**Exercise prompt**
Reproduce the listing below word for word, leaving out the pictures.

**Records supplied**

---

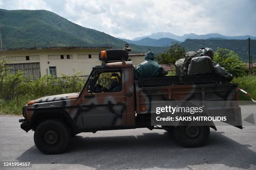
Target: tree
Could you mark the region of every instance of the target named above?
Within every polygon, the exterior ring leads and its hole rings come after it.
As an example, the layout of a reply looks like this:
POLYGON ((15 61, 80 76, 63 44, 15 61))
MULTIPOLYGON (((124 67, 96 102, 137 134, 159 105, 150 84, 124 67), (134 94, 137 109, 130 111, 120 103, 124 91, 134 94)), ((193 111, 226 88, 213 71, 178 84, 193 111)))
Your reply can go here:
POLYGON ((7 74, 8 67, 6 66, 7 61, 5 58, 3 57, 0 60, 0 94, 2 91, 2 87, 3 82, 4 78, 7 74))
POLYGON ((162 53, 156 57, 159 64, 174 63, 176 60, 185 57, 185 51, 177 42, 174 42, 166 53, 162 53))
POLYGON ((246 74, 246 64, 240 60, 238 54, 232 50, 218 48, 214 53, 213 61, 233 76, 237 77, 246 74))

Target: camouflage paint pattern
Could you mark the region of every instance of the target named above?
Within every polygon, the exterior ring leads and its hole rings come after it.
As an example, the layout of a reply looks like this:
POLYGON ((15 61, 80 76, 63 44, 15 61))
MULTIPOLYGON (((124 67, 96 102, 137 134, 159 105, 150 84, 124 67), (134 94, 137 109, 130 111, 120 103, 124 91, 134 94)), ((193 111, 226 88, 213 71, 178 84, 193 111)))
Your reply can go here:
POLYGON ((60 108, 69 114, 78 128, 115 126, 136 128, 136 113, 150 114, 151 101, 238 100, 237 84, 139 87, 138 81, 133 80, 133 69, 131 63, 123 61, 94 67, 80 93, 36 99, 34 104, 24 107, 25 117, 29 122, 33 114, 38 109, 60 108), (121 91, 88 92, 90 78, 97 72, 106 71, 121 73, 121 91), (146 108, 145 111, 141 110, 143 107, 146 108))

---

**Reply**
Target: tree
Could you mark the region of every instance of the target named above?
Within every polygon, the exterior ring leads and its hole rings come after it.
As an example, the layout of a reply looks like this:
POLYGON ((15 61, 80 76, 63 44, 15 61))
MULTIPOLYGON (((124 67, 96 102, 137 134, 159 105, 150 84, 124 67), (134 94, 137 109, 130 111, 120 103, 124 91, 134 94)), ((193 111, 226 88, 213 71, 178 84, 193 111)))
Your reply can go here:
POLYGON ((7 74, 8 67, 6 66, 7 61, 5 58, 3 57, 0 60, 0 94, 2 91, 2 87, 3 82, 4 78, 7 74))
POLYGON ((162 53, 156 57, 159 64, 174 63, 176 60, 185 57, 185 51, 177 42, 174 42, 166 53, 162 53))
POLYGON ((246 74, 246 64, 240 60, 238 54, 232 50, 218 48, 214 53, 213 61, 233 76, 237 77, 246 74))

Target: camouflage paint pattern
Could you mark the region of every instance of the target named above?
Within every polygon, the exterior ring leads and its hole rings come after it.
As an example, the layout of a reply looks like this:
POLYGON ((15 61, 80 76, 63 44, 15 61))
MULTIPOLYGON (((124 67, 96 102, 137 134, 159 105, 150 84, 124 67), (134 94, 137 109, 130 111, 120 103, 124 91, 134 94)), ((193 111, 226 88, 213 71, 178 84, 193 111)))
Your reply can go here:
POLYGON ((60 108, 69 114, 78 128, 115 126, 136 128, 136 113, 150 114, 151 101, 238 100, 237 84, 139 87, 138 81, 133 80, 133 69, 131 63, 123 61, 94 67, 80 93, 36 99, 34 104, 24 107, 25 117, 29 122, 33 114, 38 109, 60 108), (121 91, 88 92, 90 78, 97 72, 106 71, 121 73, 121 91), (146 108, 145 111, 141 110, 143 107, 146 108))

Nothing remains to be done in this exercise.